◆ **RECORDS FOR PROCESSING**
━━━━━━━━━━━━━━━━━━━━━━━━━━━━━━
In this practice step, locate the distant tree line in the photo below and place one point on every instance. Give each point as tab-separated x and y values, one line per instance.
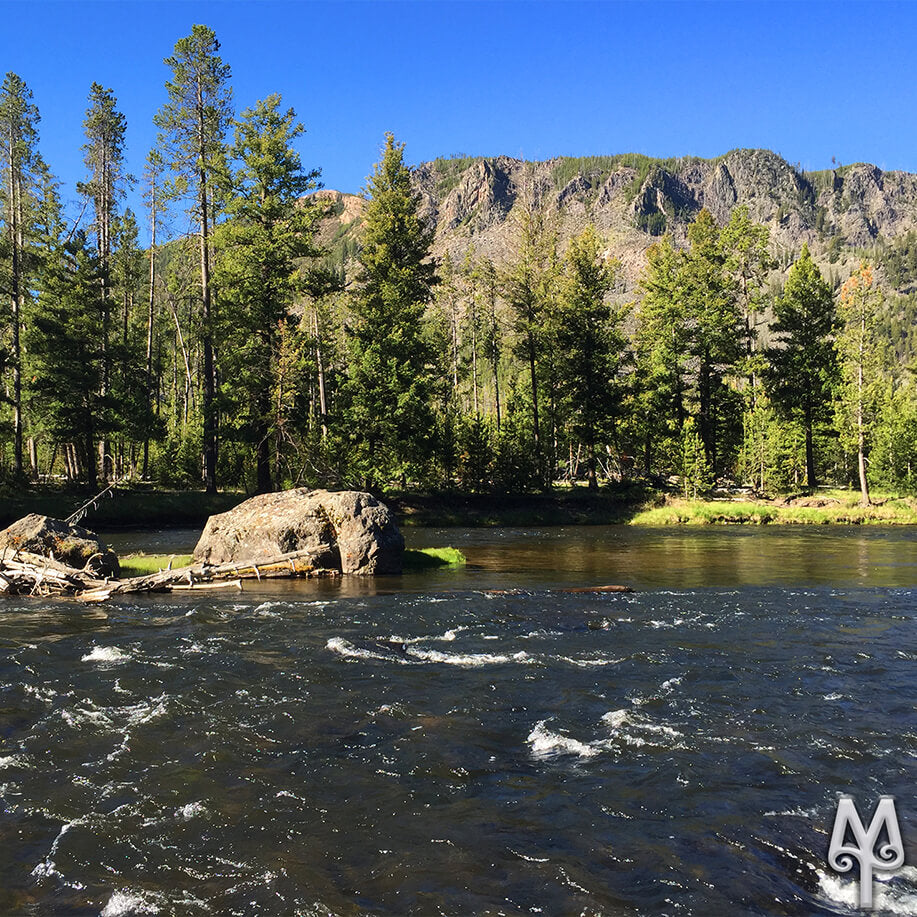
238	355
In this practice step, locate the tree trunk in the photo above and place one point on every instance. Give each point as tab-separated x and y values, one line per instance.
15	228
590	467
209	388
149	328
810	451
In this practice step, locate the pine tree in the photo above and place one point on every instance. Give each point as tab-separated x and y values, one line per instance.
103	151
66	344
662	356
268	231
589	345
22	172
711	304
153	193
391	379
859	356
192	126
803	365
528	288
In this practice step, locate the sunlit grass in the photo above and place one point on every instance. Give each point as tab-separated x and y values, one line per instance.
427	558
142	564
840	507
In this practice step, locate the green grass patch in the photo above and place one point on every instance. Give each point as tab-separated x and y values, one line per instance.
142	564
428	558
838	507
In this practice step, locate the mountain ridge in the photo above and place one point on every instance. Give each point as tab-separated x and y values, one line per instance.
632	199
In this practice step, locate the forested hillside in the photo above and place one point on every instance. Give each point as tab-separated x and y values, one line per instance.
486	324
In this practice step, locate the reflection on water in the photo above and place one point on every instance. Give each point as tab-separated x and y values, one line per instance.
435	743
642	557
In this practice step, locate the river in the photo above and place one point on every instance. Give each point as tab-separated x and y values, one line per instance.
472	740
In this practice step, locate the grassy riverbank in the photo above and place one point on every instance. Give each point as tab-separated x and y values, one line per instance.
421	559
633	504
837	507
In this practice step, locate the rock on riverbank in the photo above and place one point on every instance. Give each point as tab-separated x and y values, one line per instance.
346	530
70	544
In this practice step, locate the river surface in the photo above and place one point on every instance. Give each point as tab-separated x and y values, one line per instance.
470	741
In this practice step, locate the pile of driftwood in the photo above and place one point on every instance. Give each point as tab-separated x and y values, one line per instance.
22	573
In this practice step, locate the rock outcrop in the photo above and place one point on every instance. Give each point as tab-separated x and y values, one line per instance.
69	544
631	200
346	530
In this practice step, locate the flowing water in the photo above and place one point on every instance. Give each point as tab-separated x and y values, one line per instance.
474	741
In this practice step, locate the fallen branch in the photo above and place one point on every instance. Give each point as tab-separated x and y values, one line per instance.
33	574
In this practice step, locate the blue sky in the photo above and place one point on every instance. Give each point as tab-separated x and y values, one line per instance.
811	81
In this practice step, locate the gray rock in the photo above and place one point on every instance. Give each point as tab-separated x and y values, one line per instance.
346	530
70	544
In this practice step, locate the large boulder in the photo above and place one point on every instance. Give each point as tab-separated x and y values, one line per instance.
345	530
70	544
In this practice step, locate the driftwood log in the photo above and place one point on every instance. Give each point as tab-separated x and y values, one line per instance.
32	574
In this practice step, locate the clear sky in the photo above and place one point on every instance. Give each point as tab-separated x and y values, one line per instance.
811	81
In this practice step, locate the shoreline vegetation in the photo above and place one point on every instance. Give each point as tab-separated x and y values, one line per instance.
142	564
632	504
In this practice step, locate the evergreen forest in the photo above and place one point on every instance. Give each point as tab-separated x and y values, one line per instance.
244	354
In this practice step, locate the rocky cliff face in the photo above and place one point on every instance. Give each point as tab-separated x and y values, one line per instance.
632	199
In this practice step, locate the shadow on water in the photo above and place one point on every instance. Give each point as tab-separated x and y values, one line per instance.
469	740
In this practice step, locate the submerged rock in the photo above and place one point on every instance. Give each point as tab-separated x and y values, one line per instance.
345	530
70	544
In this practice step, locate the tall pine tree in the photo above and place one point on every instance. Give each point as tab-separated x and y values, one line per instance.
23	174
859	355
391	372
268	231
803	364
192	126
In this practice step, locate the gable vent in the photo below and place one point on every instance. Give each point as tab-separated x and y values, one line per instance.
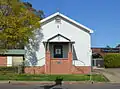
57	20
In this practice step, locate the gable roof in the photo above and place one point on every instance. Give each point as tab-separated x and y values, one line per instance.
68	19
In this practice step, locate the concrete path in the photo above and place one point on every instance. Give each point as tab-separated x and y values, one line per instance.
112	74
64	86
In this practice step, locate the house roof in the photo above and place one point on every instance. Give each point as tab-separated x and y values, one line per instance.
68	19
14	52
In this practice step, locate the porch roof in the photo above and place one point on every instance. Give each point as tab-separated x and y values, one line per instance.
58	38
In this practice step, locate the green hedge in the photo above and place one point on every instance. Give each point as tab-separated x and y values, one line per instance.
5	70
112	60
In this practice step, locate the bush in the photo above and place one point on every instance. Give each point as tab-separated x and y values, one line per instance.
5	70
112	60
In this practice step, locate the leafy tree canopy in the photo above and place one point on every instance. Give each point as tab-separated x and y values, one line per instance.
17	23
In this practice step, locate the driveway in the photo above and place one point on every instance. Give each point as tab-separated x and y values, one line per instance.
112	74
69	86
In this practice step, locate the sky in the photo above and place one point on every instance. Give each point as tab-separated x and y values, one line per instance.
102	16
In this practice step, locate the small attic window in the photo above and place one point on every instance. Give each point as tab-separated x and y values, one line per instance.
57	20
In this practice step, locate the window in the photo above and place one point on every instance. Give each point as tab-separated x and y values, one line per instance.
57	51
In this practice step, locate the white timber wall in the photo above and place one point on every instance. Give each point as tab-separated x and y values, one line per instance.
82	41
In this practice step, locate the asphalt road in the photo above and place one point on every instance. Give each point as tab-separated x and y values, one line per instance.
67	86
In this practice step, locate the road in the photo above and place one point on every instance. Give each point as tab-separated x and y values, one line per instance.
━━━━━━━━━━━━━━━━━━━━━━━━━━━━━━
◆ **THE PROBLEM**
Repeat each entry exactly as given; no pictures belong in the copy.

◆ **ANSWER TO THE TASK**
In this practice step, locate the distant tree line in the photo below and place one point on every instance. Give each point as tab-separated x and y values, one line per instance.
238	355
In this practice step, locate the tree trunk in the photo above and place one point on every instance. Give each point as tab-separated x and y values, one line per instance.
15	228
590	467
209	388
149	328
810	451
In this practice step, locate the pine tree in the photo above and place one point on every instance. Give each point as tab-separated x and y values, one line per instance.
103	151
66	344
662	356
268	231
589	345
22	172
711	304
153	193
391	379
859	356
192	126
803	365
528	288
In this practice step, locate the sunlit grass in the photo above and place one point on every instance. Give each point as tab-separated x and y values, one line per instance.
427	558
142	564
840	507
In this practice step, locate the green grass patch in the photo above and place one point on every instance. Give each point as tab-separated x and y values, one line per instance.
142	564
428	558
838	507
In this practice step, locate the mountain ridge in the photo above and place one point on every instance. Give each point as tab-separated x and y values, one line per instance.
632	199
In this practice step, locate the forested hillside in the photo above and place one point on every instance. Give each point as tab-separated x and y values, one line per instance.
486	324
In this practice step, locate the reflection on water in the photo above and place one point on every instance. Give each point as tab-separated x and y values, one line per instance.
435	743
642	557
In this practice step, locate the river in the photo above and place one point on every instance. Give each point as tab-separated x and y values, one line per instance.
472	740
In this practice step, locate the grassy riverbank in the photo above and place one point on every instance. Give each point as tab-separated x and y values, one line per instance.
421	559
633	504
837	507
In this practice step, locate the rock on riverbank in the photo above and place one point on every instance. Give each point as tab-separated x and y values, one line per instance.
346	530
70	544
In this practice step, locate the river surface in the photo above and place one point on every instance. Give each point as tab-separated x and y values, one line per instance.
470	741
In this practice step, locate the pile of driftwood in the photo above and place one point on every instance. Give each point as tab-separated x and y values, one line per instance.
22	573
In this practice step, locate the rock outcrop in the photo above and place one point on every instance. Give each point as tab-separated x and y values, one line per instance.
69	544
631	200
346	530
In this practice step, locate the flowing water in the photo above and place one point on every instance. Give each point as tab-separated x and y values, one line per instance.
474	741
In this practice step, locate the fallen branch in the photo above and place one point on every instance. Give each point as tab-separated x and y values, one line per instance.
33	574
In this practice step, locate the blue sky in the photo above and place one point on every instance. Give each point as tab-separated x and y values, one line per instance.
811	81
In this practice step, locate the gray rock in the photo above and place one point on every instance. Give each point as tab-separated x and y values, one line per instance.
346	530
70	544
In this practice step, locate the large boulder in the photo above and place one point on every instance. Give each point as tab-separated x and y values, one line per instance.
345	530
70	544
In this practice step, locate the driftwood log in the photo above and place one point on every instance. Give each point as tab-separated x and y values, one line per instance.
32	574
In this practice step, locate the clear sky in the photo above and place one point on every instance. Give each point as tab-separated x and y values, one line per instance.
811	81
In this practice step, locate the shoreline vegetation in the photo above and place one point on every instance. Give each point as tab-separated x and y values, one line per instance.
142	564
632	504
In this practice step, locate the evergreen forest in the photo above and place one point on every instance. Give each point as tab-separated x and y values, one line per instance.
244	354
In this practice step, locate the rocky cliff face in the photo above and place one point on every instance. Give each point as tab-separated x and y values, one line per instance.
632	199
In this practice step, locate the shadow on water in the photo above and place one point on every instance. Give each point as tab-separated x and y values, one line per instance.
469	740
In this practice step, locate the submerged rock in the photo above and place one point on every instance. Give each point as tab-separated x and y values, one line per instance.
345	530
70	544
In this practice step, locate the tall pine tree in the photo above and place one point on every instance. Give each point as tab-separated x and y values, one line per instance.
23	174
859	355
391	372
268	231
803	364
192	126
In this practice step, locate the gable vent in the photo below and place one point on every instance. Give each point as tab-separated x and y values, one line per instance.
57	20
In this practice step, locate the gable roof in the photo above and place one point on every instance. Give each point as tab-separated x and y values, one line per instance.
68	19
In this practice step, locate the concrete path in the photo above and place one point on every instance. Give each point as tab-separated x and y values, one line per instance.
112	74
64	86
In this practice step, locate the house roof in the photo above and place one point on every instance. Give each point as tab-separated x and y values, one line per instance.
68	19
14	52
In this practice step, locate the porch roof in the photo above and place one point on every instance. Give each point as tab-separated x and y values, one line per instance.
58	38
In this practice step, locate the green hedge in the photo above and place one point on every instance. Give each point as tab-separated x and y values, one line per instance.
5	70
112	60
In this practice step, locate the bush in the photo above and place one point on every instance. Give each point as tab-separated x and y values, one line per instance.
5	70
112	60
In this practice step, locate the leafy tree canopy in the photo above and place one point on every instance. Give each point as tab-separated x and y values, one line per instance.
17	23
In this practice step, locate the driveway in the photo above and place one point on every instance. Give each point as tab-separated x and y values, one line per instance.
112	74
69	86
In this practice step, locate the sky in the photo above and place one point on every instance. Give each point as tab-separated x and y values, one line per instance.
102	16
In this practice step, locate the small attic window in the photo above and place one point on every instance. Give each point as tab-separated x and y values, one line per instance.
57	20
In this practice step, locate the window in the photo above and place one point on every instance. Give each point as tab-separated x and y values, one line per instance.
57	51
In this practice step, locate the white timber wall in the photo above and place one point on every instance. Give each point as tab-separated x and y values, one line per instance.
82	41
In this practice step, locate the asphalt road in the photo above and place one point on every instance. Give each point as tab-separated x and y values, one line per instance.
67	86
In this practice step, locate the road in the photo above and place one point on every instance. Give each point as tab-separated x and y values, one line per instance.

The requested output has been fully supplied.